EXERCISE INSTRUCTIONS: Copy out, from the data, each line containing the string "area".

(Saved entries)
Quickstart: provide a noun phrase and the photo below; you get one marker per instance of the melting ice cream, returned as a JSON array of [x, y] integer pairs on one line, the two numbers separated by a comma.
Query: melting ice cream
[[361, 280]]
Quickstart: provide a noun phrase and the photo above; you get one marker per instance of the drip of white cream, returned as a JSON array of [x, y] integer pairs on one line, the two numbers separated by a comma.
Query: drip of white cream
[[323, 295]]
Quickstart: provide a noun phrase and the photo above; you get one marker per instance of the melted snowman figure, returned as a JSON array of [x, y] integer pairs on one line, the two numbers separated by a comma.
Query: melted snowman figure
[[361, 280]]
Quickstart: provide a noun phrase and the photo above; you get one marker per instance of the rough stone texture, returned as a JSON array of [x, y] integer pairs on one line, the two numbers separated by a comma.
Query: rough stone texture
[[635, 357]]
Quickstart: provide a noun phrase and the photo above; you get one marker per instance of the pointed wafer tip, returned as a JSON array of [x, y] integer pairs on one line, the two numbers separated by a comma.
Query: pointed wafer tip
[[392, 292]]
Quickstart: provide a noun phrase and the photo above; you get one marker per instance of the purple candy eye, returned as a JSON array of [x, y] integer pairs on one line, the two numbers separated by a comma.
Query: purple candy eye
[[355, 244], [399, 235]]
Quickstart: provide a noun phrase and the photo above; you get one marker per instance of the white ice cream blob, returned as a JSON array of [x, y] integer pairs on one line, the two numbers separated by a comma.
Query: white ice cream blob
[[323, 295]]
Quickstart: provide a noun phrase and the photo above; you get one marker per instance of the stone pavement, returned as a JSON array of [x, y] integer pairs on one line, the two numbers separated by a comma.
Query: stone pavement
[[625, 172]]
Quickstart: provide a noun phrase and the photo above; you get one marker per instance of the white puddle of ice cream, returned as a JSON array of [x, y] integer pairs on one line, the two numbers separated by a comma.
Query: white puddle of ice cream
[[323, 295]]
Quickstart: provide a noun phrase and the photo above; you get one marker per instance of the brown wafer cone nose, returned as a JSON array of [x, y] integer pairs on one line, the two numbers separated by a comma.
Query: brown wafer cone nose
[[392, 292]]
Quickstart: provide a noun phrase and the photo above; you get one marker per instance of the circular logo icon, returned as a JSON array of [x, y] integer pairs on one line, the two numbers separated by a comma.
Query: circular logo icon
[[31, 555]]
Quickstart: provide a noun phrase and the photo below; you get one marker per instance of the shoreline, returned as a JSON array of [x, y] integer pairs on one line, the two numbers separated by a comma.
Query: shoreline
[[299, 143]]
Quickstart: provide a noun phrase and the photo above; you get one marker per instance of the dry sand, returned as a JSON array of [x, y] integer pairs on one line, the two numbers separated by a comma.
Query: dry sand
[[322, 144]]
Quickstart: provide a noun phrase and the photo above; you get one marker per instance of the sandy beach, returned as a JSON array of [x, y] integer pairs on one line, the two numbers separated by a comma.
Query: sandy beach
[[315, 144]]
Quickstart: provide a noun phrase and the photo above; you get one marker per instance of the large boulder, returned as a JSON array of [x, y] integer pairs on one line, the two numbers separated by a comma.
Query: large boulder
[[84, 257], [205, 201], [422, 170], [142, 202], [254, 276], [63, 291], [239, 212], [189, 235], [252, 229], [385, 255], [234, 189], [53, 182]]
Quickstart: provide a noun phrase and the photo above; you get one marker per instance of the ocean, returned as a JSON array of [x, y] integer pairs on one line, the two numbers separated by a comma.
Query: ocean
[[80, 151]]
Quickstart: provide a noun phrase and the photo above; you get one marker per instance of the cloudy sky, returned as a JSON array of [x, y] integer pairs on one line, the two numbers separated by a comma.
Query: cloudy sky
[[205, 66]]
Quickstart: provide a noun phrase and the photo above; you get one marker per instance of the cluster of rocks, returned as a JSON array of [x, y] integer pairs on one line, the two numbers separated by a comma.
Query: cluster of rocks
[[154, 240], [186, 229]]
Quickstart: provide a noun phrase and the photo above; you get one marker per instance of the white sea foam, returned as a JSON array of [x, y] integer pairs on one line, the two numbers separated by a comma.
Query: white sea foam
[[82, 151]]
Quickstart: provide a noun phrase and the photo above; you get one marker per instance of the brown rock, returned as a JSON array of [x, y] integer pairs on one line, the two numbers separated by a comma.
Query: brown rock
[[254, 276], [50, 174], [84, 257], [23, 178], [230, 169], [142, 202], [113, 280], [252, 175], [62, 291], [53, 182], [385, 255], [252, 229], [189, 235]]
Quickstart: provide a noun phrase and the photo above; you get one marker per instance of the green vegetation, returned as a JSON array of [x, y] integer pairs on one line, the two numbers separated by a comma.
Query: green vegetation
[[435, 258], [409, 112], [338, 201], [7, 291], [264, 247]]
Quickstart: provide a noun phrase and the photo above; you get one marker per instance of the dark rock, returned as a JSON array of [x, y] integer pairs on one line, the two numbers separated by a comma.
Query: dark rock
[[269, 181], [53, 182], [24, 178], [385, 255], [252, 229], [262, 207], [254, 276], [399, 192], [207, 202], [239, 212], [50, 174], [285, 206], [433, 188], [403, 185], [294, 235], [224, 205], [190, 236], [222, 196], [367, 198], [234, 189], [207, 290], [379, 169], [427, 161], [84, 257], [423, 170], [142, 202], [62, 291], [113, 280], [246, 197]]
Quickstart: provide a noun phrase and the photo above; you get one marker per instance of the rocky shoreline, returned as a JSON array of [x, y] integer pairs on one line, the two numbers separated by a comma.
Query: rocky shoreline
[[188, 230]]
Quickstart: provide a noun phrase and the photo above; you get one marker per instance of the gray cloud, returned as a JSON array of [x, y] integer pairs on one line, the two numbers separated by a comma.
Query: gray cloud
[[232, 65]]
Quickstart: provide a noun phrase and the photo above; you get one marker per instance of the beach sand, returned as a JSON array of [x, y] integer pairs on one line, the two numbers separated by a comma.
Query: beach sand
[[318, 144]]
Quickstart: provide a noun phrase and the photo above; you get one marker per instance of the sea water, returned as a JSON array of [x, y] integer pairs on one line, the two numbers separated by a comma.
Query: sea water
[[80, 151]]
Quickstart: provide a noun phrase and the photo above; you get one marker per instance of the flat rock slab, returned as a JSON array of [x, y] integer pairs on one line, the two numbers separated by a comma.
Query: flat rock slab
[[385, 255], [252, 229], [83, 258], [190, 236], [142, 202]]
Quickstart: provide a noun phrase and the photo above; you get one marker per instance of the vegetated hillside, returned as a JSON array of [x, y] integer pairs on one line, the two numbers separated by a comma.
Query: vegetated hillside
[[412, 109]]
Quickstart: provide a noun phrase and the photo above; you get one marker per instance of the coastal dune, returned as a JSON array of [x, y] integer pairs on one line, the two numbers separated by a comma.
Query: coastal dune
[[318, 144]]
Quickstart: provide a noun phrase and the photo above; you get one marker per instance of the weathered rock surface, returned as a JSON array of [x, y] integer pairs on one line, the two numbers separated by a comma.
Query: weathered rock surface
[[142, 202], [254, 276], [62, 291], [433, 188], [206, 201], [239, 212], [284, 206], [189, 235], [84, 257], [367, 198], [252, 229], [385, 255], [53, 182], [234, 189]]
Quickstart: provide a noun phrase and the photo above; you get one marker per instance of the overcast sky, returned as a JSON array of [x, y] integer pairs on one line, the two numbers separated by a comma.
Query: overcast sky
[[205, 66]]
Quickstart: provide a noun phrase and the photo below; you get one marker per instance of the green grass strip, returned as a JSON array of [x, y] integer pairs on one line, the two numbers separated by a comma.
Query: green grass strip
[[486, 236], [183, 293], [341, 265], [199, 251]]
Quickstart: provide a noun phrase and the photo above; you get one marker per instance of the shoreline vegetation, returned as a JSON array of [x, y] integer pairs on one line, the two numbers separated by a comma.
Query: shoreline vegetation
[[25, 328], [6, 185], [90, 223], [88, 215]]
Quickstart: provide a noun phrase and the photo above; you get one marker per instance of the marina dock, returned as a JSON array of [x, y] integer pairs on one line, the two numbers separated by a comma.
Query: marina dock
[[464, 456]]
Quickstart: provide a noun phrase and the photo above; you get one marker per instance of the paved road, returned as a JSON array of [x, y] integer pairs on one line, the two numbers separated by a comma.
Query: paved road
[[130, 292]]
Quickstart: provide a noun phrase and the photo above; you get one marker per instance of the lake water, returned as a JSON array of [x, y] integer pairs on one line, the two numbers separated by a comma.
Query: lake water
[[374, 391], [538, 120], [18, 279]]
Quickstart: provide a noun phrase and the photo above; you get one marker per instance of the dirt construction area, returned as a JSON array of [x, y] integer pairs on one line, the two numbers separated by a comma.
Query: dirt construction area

EXERCISE ANSWER:
Quickstart: provide a noun phrase and the photo above; you get one marker per instance of the dirt construction area, returned as a JSON array of [x, y] integer pairs on one line, the two numbers separated by a comma.
Query: dirt construction area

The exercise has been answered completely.